→ WORK INSTRUCTIONS
Extract the listing below word for word, from its first line through the line that contains "point(157, 281)", including both of those lines. Leave the pictures out.
>>>
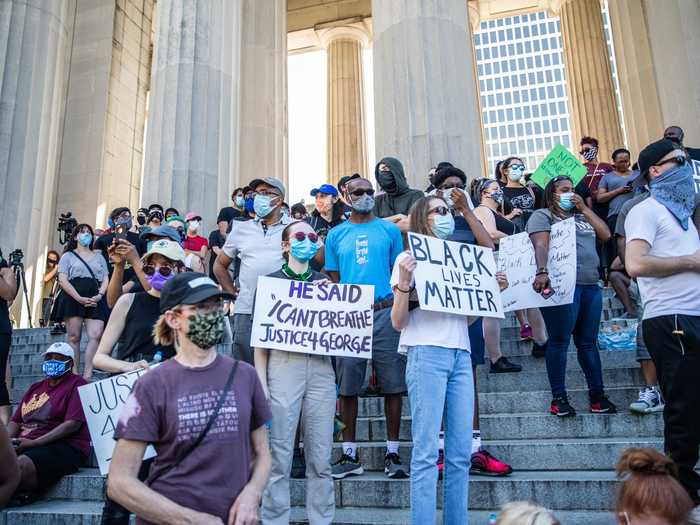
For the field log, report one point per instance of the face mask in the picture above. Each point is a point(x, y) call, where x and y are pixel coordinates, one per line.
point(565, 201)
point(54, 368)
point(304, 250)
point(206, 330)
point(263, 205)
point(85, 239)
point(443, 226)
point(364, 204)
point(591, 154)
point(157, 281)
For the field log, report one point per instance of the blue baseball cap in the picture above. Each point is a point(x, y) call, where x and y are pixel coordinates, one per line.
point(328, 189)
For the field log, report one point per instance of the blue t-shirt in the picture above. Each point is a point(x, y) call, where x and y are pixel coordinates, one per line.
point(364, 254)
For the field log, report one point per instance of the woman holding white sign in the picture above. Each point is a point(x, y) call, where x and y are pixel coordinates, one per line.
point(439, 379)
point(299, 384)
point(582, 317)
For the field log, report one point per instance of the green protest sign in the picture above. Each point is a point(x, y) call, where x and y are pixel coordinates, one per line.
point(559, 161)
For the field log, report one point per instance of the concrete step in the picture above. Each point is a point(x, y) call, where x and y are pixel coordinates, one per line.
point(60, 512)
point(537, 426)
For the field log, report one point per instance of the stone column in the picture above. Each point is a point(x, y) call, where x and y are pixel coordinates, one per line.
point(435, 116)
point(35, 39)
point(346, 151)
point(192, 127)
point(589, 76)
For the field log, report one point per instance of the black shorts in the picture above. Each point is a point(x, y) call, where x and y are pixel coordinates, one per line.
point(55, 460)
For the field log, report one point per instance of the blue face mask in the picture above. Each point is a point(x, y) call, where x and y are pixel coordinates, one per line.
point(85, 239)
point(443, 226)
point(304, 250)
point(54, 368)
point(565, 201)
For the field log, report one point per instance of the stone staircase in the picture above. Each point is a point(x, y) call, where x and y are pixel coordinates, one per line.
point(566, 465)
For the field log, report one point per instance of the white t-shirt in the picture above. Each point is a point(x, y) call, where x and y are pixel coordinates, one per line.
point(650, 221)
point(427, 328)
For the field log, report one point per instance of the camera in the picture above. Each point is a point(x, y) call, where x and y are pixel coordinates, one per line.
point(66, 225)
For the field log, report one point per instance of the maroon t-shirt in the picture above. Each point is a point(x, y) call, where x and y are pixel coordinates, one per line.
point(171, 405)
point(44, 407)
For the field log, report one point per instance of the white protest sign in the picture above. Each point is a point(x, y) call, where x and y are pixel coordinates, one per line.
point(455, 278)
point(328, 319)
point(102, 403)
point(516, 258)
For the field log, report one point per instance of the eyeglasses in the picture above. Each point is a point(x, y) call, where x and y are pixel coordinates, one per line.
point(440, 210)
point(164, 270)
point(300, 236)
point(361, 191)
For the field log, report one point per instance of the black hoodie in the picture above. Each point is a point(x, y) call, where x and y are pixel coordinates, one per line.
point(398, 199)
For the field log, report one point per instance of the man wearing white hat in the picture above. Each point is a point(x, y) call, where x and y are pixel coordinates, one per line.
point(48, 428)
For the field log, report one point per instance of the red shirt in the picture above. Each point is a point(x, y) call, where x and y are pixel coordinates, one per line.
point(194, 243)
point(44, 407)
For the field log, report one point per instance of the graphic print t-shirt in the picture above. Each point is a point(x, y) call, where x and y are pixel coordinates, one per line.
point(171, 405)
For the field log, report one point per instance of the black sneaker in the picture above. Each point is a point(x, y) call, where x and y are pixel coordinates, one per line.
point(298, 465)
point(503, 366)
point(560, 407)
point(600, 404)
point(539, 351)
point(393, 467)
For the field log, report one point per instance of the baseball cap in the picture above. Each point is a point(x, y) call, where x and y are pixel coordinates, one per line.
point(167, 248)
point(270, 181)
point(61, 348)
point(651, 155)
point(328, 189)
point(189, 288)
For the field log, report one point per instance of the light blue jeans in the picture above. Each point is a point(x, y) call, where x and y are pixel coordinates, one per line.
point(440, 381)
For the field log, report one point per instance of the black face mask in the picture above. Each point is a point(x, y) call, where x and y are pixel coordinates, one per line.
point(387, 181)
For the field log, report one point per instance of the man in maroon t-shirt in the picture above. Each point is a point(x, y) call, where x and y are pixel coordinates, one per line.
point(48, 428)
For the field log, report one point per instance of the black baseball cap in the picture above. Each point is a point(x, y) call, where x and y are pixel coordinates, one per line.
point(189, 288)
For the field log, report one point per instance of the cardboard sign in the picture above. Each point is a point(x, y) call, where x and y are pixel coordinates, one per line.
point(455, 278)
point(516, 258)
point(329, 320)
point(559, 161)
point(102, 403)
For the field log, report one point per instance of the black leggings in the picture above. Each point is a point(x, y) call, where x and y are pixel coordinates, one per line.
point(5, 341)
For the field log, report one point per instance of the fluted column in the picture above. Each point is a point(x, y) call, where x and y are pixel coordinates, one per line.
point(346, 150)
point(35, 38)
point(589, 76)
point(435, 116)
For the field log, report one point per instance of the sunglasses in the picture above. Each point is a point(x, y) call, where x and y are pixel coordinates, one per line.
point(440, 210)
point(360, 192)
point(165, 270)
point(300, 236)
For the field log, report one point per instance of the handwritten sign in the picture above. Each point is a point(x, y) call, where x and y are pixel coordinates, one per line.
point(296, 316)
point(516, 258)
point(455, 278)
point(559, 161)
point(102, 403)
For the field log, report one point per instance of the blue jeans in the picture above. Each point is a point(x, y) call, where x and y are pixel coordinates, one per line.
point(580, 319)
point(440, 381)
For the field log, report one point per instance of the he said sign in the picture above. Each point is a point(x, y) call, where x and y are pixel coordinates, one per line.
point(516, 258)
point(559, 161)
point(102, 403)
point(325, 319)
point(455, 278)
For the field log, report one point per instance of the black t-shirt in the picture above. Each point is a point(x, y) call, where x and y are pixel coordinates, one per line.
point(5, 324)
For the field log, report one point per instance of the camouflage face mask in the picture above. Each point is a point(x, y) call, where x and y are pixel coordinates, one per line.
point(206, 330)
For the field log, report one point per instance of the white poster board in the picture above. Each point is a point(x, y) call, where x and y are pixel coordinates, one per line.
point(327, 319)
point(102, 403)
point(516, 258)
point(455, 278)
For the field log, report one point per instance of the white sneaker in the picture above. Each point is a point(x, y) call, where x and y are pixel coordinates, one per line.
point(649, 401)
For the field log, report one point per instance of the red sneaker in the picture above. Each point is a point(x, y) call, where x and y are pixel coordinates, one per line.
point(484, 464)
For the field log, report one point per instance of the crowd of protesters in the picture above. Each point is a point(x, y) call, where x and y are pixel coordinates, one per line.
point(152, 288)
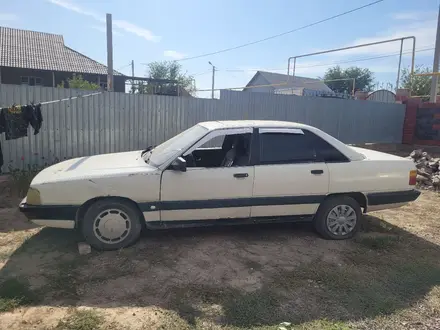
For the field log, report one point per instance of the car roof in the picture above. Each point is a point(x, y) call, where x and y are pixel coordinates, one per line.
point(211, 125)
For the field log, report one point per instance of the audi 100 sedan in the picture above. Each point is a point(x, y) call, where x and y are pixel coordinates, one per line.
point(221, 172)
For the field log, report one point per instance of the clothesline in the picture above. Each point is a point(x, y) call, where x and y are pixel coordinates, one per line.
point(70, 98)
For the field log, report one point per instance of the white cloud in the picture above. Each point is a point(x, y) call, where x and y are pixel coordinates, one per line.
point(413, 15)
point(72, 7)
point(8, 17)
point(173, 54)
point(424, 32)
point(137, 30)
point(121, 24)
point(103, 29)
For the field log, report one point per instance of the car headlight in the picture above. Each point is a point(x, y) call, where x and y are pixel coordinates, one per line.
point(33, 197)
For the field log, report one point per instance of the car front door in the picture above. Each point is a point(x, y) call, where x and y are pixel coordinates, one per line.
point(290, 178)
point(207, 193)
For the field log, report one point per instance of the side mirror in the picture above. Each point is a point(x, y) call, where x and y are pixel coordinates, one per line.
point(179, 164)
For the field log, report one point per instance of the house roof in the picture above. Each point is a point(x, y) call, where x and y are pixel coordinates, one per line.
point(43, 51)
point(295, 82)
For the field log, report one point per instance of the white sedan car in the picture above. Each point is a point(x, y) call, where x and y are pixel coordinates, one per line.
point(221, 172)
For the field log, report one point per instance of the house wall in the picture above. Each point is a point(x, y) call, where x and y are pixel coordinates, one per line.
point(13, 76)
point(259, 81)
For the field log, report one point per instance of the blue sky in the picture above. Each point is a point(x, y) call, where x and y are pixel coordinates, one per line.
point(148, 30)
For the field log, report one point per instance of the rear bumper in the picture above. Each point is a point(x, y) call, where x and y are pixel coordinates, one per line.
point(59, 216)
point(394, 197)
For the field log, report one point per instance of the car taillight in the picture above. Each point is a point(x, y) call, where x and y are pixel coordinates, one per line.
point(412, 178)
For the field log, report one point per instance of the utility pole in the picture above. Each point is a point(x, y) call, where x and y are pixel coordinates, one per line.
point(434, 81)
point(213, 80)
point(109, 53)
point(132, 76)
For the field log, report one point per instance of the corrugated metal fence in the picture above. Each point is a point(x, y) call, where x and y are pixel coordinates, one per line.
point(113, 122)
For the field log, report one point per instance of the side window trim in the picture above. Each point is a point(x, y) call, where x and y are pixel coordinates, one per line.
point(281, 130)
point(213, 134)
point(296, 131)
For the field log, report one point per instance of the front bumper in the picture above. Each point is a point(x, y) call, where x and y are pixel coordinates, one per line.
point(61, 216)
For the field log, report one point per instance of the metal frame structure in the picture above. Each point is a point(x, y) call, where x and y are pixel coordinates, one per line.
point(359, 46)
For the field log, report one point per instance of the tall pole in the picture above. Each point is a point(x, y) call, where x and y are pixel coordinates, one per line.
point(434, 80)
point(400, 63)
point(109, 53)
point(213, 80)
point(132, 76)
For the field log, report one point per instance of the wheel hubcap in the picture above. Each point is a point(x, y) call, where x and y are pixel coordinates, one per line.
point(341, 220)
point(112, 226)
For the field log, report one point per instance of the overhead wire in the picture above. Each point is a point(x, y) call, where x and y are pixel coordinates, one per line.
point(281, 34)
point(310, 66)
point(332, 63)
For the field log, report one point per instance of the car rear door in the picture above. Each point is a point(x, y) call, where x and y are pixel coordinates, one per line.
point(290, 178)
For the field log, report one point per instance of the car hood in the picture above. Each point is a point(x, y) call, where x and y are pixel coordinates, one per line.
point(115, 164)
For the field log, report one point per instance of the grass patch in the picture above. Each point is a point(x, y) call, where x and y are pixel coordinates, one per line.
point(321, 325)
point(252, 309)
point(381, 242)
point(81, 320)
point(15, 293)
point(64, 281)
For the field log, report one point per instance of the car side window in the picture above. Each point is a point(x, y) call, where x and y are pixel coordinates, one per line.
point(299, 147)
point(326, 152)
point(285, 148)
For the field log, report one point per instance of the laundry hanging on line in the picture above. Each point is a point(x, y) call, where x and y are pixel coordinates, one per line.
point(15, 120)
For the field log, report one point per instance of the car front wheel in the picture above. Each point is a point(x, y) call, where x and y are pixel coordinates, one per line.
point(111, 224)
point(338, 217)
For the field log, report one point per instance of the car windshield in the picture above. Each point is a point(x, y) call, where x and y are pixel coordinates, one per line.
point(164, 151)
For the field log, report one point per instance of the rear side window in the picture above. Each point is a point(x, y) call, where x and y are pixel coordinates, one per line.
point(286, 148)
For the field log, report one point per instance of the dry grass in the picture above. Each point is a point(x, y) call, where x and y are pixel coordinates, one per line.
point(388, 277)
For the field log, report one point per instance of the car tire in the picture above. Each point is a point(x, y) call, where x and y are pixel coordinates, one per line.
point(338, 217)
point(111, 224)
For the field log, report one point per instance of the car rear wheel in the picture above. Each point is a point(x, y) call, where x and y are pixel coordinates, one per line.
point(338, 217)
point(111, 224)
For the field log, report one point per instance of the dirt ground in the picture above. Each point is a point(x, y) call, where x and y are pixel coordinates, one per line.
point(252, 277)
<<<
→ SOLUTION TO THE EXERCISE
For the field log, report one point per instance of the face mask in the picture above. Each point is a point(x, y) call, where x and y are pixel coordinates, one per line.
point(565, 201)
point(54, 368)
point(304, 250)
point(206, 330)
point(263, 205)
point(85, 239)
point(443, 226)
point(364, 204)
point(591, 154)
point(157, 281)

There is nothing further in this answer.